WHAT THE EXERCISE ASKS ::
What you return should match the records below exactly.

(Spatial localization data)
- - - -

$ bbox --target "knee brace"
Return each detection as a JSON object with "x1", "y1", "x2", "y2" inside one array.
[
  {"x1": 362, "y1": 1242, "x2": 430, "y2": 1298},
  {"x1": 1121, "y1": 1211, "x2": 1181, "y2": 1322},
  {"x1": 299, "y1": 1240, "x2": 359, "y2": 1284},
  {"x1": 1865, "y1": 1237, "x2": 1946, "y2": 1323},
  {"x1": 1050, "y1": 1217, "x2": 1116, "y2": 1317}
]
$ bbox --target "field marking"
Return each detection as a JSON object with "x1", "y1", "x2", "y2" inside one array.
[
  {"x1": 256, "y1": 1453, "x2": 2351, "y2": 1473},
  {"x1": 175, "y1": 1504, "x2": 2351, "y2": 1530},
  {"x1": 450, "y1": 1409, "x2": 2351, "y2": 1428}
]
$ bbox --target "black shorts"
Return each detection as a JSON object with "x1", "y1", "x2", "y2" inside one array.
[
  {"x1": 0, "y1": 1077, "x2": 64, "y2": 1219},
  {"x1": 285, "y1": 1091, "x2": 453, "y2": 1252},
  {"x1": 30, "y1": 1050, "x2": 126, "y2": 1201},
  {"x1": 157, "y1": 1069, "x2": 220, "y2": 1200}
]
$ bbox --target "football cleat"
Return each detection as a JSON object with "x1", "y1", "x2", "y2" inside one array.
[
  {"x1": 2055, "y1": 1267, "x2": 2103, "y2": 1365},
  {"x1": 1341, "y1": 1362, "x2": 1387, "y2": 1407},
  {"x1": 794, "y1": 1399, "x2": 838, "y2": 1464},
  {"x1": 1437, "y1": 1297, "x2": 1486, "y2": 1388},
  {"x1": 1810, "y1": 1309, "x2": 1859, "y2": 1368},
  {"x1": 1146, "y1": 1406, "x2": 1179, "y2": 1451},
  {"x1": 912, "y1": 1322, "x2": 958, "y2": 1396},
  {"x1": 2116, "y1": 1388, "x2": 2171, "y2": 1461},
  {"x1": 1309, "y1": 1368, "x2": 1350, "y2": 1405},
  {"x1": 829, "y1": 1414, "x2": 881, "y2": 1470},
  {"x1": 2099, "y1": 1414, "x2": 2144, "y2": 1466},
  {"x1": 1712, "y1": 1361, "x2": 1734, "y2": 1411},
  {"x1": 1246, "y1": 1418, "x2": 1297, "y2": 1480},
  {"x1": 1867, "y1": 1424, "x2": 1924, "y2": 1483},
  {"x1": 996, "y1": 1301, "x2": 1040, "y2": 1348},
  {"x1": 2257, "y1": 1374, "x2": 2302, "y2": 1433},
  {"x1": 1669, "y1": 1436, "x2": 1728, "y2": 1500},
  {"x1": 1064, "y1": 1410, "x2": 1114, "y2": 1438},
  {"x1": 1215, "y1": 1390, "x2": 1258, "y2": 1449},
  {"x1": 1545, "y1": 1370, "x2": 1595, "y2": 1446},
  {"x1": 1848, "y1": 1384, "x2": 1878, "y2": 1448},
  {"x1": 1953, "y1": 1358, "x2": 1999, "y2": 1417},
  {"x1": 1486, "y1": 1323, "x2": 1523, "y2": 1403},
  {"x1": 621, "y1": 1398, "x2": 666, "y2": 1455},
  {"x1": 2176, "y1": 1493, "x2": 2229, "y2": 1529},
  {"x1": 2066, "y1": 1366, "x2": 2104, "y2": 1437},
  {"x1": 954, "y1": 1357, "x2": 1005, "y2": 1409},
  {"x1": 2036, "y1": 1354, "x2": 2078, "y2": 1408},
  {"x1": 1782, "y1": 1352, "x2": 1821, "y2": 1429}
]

- - - -

ANSWER TO THIS TASK ::
$ bbox --target "knee brace"
Return each detection as a JSON object with "x1", "y1", "x2", "y2" inside one array.
[
  {"x1": 362, "y1": 1242, "x2": 430, "y2": 1298},
  {"x1": 1121, "y1": 1211, "x2": 1181, "y2": 1322},
  {"x1": 299, "y1": 1240, "x2": 359, "y2": 1284},
  {"x1": 1865, "y1": 1237, "x2": 1946, "y2": 1323},
  {"x1": 1050, "y1": 1217, "x2": 1116, "y2": 1317}
]
$ bbox --target "field marking"
Return each detection as a JSON object with "x1", "y1", "x2", "y2" inside one array.
[
  {"x1": 256, "y1": 1453, "x2": 2351, "y2": 1473},
  {"x1": 175, "y1": 1504, "x2": 2351, "y2": 1530},
  {"x1": 450, "y1": 1409, "x2": 2351, "y2": 1428}
]
$ bbox --target "black shorts"
Return each detection as a JSON object with "x1", "y1", "x2", "y2" inside one array.
[
  {"x1": 0, "y1": 1077, "x2": 64, "y2": 1219},
  {"x1": 285, "y1": 1091, "x2": 453, "y2": 1252},
  {"x1": 30, "y1": 1050, "x2": 126, "y2": 1201},
  {"x1": 157, "y1": 1069, "x2": 220, "y2": 1200}
]
$ bbox --target "football cleat"
Return each detection as a JSON object with "x1", "y1", "x2", "y2" inside one array.
[
  {"x1": 2055, "y1": 1267, "x2": 2103, "y2": 1365},
  {"x1": 1341, "y1": 1362, "x2": 1387, "y2": 1407},
  {"x1": 794, "y1": 1399, "x2": 838, "y2": 1464},
  {"x1": 1437, "y1": 1297, "x2": 1486, "y2": 1388},
  {"x1": 1810, "y1": 1309, "x2": 1859, "y2": 1368},
  {"x1": 1146, "y1": 1406, "x2": 1179, "y2": 1451},
  {"x1": 912, "y1": 1322, "x2": 958, "y2": 1396},
  {"x1": 2116, "y1": 1388, "x2": 2171, "y2": 1461},
  {"x1": 1309, "y1": 1368, "x2": 1350, "y2": 1405},
  {"x1": 829, "y1": 1414, "x2": 881, "y2": 1470},
  {"x1": 2099, "y1": 1414, "x2": 2144, "y2": 1466},
  {"x1": 1712, "y1": 1361, "x2": 1734, "y2": 1411},
  {"x1": 1246, "y1": 1418, "x2": 1297, "y2": 1480},
  {"x1": 1867, "y1": 1424, "x2": 1924, "y2": 1483},
  {"x1": 996, "y1": 1301, "x2": 1040, "y2": 1348},
  {"x1": 2257, "y1": 1374, "x2": 2302, "y2": 1433},
  {"x1": 1669, "y1": 1436, "x2": 1728, "y2": 1500},
  {"x1": 1064, "y1": 1410, "x2": 1114, "y2": 1438},
  {"x1": 1215, "y1": 1390, "x2": 1258, "y2": 1449},
  {"x1": 1545, "y1": 1370, "x2": 1595, "y2": 1446},
  {"x1": 1848, "y1": 1384, "x2": 1878, "y2": 1448},
  {"x1": 1953, "y1": 1358, "x2": 1999, "y2": 1417},
  {"x1": 1486, "y1": 1323, "x2": 1523, "y2": 1403},
  {"x1": 621, "y1": 1398, "x2": 666, "y2": 1455},
  {"x1": 2176, "y1": 1493, "x2": 2229, "y2": 1529},
  {"x1": 2066, "y1": 1366, "x2": 2104, "y2": 1437},
  {"x1": 954, "y1": 1357, "x2": 1005, "y2": 1409},
  {"x1": 2036, "y1": 1354, "x2": 2078, "y2": 1408},
  {"x1": 1782, "y1": 1352, "x2": 1821, "y2": 1429}
]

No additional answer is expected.